**Try it**
Write out exactly the lines running from the one that contains "Target: microphone" through the end of the material.

• • • •

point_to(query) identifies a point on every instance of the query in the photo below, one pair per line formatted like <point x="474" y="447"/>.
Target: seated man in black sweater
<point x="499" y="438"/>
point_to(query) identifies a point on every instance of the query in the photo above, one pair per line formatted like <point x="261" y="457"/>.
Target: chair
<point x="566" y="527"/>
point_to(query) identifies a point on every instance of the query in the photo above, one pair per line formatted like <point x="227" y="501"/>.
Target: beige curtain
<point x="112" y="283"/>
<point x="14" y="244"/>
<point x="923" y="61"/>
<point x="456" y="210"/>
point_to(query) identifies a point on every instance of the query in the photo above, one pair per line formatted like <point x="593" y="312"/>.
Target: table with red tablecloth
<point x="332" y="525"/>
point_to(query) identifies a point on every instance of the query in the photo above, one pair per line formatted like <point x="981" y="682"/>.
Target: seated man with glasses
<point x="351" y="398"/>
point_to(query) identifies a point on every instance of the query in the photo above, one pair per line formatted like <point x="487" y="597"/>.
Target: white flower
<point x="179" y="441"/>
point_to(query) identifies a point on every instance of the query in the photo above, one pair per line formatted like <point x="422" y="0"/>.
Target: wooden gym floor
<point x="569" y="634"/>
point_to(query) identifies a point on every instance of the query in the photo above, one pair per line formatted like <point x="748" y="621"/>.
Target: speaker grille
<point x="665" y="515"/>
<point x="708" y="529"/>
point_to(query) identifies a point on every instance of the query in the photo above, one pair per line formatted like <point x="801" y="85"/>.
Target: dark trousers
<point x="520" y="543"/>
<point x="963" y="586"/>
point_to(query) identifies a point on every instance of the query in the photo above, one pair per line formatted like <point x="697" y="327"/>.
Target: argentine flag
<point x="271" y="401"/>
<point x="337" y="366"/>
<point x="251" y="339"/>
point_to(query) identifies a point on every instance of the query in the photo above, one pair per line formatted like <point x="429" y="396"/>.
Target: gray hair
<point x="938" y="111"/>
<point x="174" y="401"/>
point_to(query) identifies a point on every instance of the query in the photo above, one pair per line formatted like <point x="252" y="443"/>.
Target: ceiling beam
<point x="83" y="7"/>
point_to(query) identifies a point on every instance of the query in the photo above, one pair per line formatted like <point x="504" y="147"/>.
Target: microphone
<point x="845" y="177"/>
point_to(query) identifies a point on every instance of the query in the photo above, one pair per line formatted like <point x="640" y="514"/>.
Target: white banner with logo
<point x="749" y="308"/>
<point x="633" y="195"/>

• • • •

**Answer box**
Target: microphone
<point x="845" y="177"/>
point_to(query) identifies a point on every instance of the query in the photo above, one pair per line formatted like <point x="640" y="514"/>.
Target: white banner with logo
<point x="749" y="308"/>
<point x="633" y="195"/>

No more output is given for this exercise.